Aim of the exercise
Start with the line containing "Find the parked" and write out each line through the end of the listing, exactly as given.

Exercise input
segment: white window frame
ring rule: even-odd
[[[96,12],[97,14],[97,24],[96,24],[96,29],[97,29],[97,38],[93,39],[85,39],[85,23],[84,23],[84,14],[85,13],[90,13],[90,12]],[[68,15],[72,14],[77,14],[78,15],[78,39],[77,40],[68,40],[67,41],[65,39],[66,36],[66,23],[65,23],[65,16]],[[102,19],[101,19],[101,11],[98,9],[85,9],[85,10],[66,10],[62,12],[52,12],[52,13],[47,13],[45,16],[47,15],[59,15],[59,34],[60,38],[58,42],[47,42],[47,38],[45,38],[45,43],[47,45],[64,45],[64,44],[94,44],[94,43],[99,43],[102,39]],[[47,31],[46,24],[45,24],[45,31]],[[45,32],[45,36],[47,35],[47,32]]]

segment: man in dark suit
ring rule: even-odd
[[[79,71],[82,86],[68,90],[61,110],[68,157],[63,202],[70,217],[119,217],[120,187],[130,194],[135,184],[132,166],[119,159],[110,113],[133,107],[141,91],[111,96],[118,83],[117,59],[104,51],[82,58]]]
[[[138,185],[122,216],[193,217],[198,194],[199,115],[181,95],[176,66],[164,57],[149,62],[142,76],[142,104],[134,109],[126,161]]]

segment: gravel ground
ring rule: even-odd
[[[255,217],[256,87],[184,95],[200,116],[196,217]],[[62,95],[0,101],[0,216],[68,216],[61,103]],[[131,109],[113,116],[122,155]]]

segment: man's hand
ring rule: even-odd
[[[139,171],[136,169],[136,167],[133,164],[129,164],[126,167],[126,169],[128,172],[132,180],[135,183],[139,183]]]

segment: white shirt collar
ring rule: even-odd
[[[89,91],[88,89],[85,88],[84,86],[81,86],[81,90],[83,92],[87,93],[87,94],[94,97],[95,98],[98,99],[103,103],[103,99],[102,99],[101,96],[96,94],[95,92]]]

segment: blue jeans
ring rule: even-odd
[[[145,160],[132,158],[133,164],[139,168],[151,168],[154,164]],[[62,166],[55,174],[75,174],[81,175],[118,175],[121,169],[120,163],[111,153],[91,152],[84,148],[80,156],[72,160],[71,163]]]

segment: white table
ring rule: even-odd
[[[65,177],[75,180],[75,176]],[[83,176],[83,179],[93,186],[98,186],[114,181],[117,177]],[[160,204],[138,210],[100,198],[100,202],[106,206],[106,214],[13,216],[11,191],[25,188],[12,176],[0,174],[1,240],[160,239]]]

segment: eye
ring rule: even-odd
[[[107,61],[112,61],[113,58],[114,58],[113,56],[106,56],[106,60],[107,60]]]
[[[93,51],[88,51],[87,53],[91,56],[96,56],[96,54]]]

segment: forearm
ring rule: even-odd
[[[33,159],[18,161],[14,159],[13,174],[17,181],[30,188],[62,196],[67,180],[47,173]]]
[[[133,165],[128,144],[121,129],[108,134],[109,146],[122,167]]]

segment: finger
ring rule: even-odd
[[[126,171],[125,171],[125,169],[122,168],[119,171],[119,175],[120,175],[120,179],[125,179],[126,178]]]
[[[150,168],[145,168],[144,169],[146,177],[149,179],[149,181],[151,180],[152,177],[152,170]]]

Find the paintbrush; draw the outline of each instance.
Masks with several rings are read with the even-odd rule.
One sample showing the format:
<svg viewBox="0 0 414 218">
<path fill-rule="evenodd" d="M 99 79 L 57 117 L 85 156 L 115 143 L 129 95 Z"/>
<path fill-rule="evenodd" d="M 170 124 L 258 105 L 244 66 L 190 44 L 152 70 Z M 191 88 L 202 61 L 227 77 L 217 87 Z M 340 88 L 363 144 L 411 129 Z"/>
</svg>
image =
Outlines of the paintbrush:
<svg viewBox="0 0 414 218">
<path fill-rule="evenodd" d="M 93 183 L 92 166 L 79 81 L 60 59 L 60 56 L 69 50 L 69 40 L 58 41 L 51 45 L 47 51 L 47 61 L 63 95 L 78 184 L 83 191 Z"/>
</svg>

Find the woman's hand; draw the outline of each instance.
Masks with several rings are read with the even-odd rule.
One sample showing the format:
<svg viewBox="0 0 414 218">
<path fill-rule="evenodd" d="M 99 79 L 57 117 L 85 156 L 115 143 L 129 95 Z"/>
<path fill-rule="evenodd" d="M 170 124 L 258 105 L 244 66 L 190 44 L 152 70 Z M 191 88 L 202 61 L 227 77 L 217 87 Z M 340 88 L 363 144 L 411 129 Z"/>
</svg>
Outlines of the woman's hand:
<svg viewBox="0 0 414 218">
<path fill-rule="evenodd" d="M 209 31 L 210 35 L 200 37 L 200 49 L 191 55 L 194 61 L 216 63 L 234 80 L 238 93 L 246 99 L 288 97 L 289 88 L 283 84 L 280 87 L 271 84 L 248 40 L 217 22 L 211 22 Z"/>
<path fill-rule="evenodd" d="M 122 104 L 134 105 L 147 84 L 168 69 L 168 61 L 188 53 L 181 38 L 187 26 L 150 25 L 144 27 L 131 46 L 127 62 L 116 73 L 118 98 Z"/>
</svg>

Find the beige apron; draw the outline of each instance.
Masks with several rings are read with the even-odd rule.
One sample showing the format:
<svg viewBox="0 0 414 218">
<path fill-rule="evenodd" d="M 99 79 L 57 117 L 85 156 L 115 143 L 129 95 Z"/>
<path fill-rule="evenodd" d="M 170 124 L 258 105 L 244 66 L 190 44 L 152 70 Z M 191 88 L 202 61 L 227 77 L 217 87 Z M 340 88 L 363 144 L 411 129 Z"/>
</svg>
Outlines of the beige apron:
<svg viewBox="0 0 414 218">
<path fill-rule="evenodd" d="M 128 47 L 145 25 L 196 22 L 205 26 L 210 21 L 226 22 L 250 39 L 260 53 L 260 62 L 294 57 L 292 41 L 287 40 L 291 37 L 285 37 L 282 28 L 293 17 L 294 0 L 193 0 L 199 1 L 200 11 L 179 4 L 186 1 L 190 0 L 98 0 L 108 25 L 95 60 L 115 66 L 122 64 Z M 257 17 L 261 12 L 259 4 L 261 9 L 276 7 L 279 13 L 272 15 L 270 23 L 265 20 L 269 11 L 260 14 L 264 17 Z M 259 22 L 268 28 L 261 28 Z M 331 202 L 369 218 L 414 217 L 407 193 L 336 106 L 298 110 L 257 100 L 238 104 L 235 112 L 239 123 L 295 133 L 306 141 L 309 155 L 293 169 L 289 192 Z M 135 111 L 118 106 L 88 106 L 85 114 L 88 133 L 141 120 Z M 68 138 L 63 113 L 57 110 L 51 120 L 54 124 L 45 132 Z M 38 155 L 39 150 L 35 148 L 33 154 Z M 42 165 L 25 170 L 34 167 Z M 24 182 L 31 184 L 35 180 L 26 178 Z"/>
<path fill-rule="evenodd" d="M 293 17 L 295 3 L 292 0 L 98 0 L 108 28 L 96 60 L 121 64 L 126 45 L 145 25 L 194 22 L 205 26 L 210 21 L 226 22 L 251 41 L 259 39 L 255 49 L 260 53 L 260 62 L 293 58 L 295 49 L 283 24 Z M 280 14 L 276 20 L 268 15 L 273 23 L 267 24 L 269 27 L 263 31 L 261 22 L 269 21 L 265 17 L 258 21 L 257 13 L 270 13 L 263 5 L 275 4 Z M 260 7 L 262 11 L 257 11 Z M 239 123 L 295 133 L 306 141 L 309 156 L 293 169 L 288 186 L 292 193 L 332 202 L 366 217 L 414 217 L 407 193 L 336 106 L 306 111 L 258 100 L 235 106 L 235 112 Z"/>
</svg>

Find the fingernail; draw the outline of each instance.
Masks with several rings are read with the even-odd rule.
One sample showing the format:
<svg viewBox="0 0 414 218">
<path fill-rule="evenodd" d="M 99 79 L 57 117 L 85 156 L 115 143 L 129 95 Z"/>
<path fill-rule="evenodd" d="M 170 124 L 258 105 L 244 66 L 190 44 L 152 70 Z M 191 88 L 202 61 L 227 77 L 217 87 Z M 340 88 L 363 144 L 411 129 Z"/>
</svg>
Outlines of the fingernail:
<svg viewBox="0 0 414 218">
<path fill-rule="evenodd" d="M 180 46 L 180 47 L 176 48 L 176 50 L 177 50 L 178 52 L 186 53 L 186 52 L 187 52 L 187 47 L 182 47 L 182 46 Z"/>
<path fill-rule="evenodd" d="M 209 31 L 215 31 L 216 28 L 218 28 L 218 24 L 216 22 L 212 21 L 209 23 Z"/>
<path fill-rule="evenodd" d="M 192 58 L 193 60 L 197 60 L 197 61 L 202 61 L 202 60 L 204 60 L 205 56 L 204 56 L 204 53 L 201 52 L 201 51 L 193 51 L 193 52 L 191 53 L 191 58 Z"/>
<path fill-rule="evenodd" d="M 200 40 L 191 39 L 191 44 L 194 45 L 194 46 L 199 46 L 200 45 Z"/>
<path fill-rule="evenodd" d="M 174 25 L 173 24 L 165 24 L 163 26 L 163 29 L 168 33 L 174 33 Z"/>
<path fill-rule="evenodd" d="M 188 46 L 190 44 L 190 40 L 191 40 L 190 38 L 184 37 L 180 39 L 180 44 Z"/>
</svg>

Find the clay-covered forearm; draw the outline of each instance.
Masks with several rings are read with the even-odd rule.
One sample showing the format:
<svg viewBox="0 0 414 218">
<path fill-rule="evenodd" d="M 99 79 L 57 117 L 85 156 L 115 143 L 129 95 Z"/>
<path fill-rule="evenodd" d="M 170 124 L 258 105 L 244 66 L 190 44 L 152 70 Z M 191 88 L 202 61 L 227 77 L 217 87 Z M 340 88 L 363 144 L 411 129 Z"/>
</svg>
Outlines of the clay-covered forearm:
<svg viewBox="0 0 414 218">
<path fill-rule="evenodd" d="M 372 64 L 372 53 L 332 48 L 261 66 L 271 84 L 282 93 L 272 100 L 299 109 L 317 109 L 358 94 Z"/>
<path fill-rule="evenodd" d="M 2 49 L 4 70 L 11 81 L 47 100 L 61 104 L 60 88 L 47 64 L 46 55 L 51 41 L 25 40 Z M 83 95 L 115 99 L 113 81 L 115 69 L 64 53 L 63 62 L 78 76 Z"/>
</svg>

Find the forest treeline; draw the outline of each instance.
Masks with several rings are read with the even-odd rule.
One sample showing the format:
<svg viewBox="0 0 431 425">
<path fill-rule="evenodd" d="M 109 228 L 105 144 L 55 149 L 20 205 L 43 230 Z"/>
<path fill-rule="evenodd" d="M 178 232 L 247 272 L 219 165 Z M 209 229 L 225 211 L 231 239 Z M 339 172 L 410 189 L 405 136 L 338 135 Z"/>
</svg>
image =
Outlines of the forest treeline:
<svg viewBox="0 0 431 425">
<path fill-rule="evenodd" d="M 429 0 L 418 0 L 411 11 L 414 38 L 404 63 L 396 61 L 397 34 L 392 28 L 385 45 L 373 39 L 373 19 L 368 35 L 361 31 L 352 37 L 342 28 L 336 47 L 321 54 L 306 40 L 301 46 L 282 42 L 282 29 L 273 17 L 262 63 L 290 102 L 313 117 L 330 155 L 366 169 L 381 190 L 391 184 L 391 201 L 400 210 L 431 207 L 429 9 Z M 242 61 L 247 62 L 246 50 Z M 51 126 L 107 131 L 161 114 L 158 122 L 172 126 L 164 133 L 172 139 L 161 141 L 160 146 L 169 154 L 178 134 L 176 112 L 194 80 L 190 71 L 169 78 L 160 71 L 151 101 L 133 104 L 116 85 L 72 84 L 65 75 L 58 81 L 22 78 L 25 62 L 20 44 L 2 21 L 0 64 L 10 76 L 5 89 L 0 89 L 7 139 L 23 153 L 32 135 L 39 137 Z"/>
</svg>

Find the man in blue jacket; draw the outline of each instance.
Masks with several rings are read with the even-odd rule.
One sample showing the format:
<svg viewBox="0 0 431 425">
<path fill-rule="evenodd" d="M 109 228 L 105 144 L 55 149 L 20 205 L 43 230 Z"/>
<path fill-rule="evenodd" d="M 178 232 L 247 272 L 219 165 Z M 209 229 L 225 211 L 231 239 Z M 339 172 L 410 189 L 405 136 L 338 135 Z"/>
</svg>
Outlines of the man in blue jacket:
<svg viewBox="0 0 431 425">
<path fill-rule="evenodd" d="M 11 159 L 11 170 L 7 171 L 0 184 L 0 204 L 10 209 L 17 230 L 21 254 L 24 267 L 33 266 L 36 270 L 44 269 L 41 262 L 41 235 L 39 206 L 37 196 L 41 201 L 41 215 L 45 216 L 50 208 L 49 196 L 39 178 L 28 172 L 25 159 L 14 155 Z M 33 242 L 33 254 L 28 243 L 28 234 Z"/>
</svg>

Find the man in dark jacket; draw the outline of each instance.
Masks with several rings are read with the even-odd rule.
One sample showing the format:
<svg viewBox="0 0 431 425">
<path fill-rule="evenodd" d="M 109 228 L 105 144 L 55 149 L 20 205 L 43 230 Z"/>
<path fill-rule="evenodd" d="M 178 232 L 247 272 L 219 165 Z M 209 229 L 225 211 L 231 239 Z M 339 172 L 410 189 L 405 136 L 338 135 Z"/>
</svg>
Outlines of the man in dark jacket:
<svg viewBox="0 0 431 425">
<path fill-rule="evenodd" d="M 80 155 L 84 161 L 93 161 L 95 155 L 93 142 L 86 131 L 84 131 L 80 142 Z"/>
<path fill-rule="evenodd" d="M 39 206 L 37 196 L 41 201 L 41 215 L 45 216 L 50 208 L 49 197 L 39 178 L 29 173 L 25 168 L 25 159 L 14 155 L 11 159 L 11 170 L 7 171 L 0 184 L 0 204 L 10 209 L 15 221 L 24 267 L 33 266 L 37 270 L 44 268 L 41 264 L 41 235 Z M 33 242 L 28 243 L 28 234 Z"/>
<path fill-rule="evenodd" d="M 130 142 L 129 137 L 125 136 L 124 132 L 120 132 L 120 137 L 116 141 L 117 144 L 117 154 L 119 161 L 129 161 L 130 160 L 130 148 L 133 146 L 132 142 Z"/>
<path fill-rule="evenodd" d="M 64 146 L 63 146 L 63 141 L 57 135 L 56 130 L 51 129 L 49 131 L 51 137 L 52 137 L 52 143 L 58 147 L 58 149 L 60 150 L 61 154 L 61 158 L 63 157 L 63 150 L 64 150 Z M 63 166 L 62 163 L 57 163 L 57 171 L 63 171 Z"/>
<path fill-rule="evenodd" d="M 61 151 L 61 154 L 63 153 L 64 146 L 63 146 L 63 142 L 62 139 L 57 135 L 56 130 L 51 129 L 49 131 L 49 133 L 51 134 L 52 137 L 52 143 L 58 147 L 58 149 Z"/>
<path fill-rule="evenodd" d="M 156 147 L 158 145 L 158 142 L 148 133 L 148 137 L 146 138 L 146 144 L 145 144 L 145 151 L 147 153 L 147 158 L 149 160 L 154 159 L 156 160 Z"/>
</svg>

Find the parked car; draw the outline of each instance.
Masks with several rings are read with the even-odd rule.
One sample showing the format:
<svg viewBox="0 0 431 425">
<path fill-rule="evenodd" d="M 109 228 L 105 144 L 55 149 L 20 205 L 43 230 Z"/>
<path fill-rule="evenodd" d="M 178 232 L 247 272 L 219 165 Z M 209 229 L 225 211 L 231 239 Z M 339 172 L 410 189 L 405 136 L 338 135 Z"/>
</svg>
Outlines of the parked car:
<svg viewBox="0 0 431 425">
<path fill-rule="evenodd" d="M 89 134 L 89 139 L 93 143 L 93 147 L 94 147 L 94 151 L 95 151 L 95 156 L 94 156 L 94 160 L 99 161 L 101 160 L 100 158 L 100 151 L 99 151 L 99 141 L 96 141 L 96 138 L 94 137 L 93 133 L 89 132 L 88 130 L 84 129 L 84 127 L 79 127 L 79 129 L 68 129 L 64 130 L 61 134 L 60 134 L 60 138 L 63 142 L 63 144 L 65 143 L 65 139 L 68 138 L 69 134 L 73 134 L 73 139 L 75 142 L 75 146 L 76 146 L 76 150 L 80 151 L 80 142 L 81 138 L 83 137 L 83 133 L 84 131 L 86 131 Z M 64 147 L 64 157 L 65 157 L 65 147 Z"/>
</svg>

Solution to the problem
Find the parked car; draw the outline of each instance.
Masks with several rings are read with the even-odd rule.
One sample showing the format:
<svg viewBox="0 0 431 425">
<path fill-rule="evenodd" d="M 109 228 L 105 144 L 55 149 L 20 205 L 43 230 Z"/>
<path fill-rule="evenodd" d="M 178 232 L 247 272 L 219 165 Z M 209 229 L 225 211 L 231 239 Z M 339 172 L 410 189 L 405 136 L 338 135 Z"/>
</svg>
Outlines of the parked car:
<svg viewBox="0 0 431 425">
<path fill-rule="evenodd" d="M 89 134 L 89 139 L 93 143 L 93 147 L 94 147 L 94 151 L 95 151 L 95 156 L 94 156 L 94 160 L 99 161 L 101 160 L 100 158 L 100 151 L 99 151 L 99 141 L 96 141 L 96 138 L 94 137 L 93 133 L 89 132 L 88 130 L 84 129 L 84 127 L 79 127 L 79 129 L 68 129 L 64 130 L 61 134 L 60 134 L 60 138 L 63 142 L 63 144 L 65 143 L 65 139 L 68 138 L 69 134 L 73 134 L 73 139 L 75 142 L 75 146 L 76 146 L 76 150 L 80 151 L 80 142 L 81 138 L 83 137 L 83 133 L 84 131 L 86 131 Z M 64 147 L 64 157 L 65 157 L 65 147 Z"/>
</svg>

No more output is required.